Passage>

October 22, 2016
Combustion optimization has become an absolute necessity for all combustion processes. Optimization improves efficiency, reduces environmental impact, minimizes maintenance requirements, delays maintenance shutdowns and reduces forced outages.
Poor control of the combustion process will cause problems such as soot formation, emission problems, hot spots and/or corrosion in the flue ducts. These issues will increase maintenance expenditures and reduce the life cycle of the plant, not to mention the fact that efficient combustion saves on fuel costs.
The most efficient combustion is achieved when the exact amount of fuel is mixed with the exact amount of air in precise conditions. While this is the targeted operating scenario, it is never achieved, and any variation in the fuel to air mix or a quick change in the furnace condition can cause incomplete combustion.

Directions> Reproduce the passage on combustion optimization, starting at "The most efficient" and ending at "cause incomplete combustion.". The rows that follow are drawn from a separate source.

Portion of a data file

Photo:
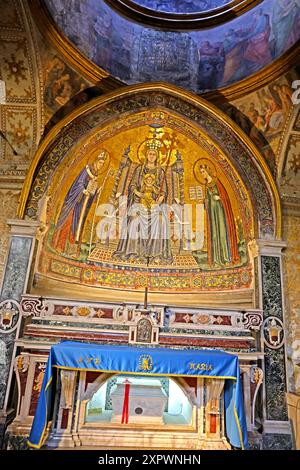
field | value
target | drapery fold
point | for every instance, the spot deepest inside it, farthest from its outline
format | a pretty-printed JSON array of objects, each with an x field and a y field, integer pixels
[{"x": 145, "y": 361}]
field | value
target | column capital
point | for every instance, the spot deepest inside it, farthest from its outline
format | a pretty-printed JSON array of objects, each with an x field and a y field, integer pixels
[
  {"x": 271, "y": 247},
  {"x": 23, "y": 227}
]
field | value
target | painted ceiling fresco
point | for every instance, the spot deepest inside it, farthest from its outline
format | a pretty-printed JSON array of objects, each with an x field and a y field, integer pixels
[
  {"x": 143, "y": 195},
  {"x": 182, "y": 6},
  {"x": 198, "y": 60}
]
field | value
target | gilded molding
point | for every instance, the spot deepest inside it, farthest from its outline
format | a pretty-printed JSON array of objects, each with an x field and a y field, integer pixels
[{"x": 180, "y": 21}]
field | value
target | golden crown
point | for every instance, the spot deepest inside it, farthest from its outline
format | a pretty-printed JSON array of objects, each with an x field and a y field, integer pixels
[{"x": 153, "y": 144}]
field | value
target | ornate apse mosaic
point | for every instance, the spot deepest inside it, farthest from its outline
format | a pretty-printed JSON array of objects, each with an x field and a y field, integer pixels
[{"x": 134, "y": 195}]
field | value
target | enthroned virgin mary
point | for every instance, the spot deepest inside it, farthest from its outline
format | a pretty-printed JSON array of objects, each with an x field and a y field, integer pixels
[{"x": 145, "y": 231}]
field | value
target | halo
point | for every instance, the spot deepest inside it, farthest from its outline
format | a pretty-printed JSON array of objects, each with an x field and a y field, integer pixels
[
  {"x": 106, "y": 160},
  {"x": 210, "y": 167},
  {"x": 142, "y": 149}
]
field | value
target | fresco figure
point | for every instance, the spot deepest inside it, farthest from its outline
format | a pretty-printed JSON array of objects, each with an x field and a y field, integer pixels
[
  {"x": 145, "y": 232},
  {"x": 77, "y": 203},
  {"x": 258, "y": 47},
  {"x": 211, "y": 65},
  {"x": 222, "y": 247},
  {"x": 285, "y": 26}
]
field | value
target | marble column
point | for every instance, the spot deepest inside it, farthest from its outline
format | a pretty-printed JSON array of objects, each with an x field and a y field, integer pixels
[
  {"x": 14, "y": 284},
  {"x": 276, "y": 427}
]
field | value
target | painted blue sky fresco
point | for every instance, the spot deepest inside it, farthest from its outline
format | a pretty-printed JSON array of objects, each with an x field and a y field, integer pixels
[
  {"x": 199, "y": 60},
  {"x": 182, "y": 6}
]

...

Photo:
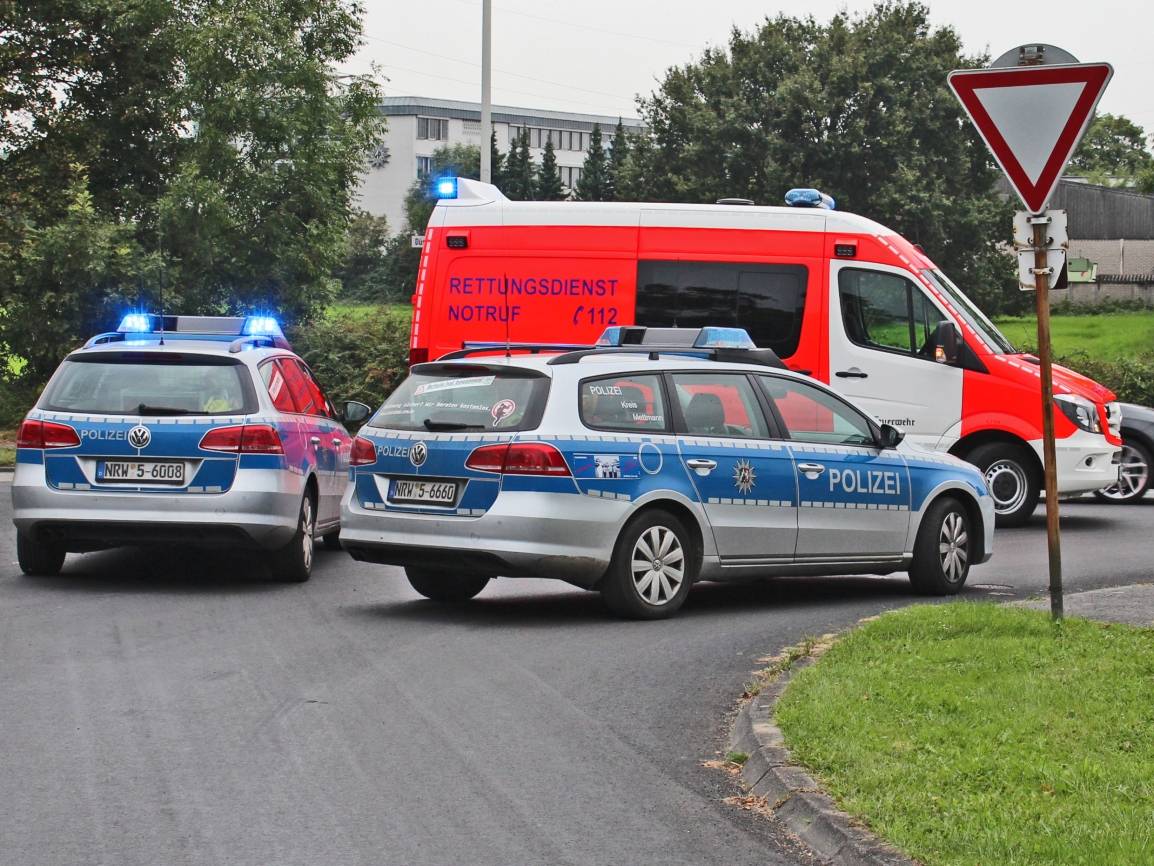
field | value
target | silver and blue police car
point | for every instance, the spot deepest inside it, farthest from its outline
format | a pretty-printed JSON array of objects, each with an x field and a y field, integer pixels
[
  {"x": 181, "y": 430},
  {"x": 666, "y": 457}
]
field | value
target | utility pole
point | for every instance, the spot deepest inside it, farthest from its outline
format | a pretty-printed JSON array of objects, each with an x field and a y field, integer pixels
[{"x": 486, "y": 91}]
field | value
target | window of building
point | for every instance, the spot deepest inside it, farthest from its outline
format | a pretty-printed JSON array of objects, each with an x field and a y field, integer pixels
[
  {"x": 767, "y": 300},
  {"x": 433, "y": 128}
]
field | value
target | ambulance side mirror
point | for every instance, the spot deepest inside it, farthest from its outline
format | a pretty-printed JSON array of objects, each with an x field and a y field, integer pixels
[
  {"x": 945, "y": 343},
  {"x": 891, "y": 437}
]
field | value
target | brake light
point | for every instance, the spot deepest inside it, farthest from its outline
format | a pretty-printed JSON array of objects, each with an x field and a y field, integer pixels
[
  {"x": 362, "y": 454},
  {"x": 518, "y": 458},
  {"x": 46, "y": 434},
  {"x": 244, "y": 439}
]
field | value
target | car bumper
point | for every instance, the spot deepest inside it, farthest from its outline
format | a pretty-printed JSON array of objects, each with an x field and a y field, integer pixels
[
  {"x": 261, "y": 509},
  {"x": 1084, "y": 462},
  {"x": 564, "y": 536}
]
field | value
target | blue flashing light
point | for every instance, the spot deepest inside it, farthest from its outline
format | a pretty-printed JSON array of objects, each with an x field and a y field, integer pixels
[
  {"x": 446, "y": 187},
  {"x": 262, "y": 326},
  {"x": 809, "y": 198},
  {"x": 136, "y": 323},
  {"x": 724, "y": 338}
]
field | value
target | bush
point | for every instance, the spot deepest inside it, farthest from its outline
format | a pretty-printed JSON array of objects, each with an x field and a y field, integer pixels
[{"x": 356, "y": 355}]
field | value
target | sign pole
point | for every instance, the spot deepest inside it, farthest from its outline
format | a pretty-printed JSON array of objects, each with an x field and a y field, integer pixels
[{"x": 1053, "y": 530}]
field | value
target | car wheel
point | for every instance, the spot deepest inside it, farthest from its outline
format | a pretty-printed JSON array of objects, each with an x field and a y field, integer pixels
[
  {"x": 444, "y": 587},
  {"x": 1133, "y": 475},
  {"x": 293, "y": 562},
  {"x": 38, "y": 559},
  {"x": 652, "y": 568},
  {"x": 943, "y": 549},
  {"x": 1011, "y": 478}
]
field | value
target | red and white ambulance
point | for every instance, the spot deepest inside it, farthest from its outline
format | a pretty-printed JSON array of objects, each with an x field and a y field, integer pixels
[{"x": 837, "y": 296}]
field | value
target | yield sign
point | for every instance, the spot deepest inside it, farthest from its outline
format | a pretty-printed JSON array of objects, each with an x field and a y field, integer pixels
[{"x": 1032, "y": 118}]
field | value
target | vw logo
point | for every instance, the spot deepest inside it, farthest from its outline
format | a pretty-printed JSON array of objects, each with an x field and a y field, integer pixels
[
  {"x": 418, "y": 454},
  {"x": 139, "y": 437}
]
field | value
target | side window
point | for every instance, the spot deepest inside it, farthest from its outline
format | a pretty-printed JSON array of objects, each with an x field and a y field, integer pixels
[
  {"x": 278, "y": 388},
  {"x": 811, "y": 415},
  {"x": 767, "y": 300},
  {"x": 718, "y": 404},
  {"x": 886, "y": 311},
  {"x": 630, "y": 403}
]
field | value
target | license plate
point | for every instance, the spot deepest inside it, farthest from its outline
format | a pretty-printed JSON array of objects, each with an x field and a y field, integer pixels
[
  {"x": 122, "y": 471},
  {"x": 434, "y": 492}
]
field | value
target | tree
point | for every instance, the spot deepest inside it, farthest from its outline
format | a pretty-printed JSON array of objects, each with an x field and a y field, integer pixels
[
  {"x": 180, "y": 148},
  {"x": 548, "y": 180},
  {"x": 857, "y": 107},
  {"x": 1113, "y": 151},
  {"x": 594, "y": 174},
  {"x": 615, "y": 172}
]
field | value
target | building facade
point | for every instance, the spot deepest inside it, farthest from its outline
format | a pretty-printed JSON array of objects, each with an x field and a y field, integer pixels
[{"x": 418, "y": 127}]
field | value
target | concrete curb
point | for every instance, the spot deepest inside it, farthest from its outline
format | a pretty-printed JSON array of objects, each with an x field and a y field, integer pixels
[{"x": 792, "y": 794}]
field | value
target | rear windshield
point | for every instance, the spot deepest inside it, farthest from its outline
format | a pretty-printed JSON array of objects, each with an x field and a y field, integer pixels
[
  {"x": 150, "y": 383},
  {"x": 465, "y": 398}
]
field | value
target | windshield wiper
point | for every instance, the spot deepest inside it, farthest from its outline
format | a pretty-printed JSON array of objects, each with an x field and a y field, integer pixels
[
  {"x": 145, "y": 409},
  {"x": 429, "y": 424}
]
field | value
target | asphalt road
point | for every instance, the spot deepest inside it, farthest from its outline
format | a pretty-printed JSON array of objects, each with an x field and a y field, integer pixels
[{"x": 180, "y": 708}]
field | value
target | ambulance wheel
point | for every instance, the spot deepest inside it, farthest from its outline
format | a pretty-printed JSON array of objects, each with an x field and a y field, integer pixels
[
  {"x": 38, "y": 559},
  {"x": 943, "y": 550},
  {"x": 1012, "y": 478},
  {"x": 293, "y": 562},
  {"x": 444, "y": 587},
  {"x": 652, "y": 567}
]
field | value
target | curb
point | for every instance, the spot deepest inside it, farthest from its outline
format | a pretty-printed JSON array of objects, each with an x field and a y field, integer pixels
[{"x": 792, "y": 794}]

Full solution>
The most efficient combustion is achieved when the exact amount of fuel is mixed with the exact amount of air in precise conditions. While this is the targeted operating scenario, it is never achieved, and any variation in the fuel to air mix or a quick change in the furnace condition can cause incomplete combustion.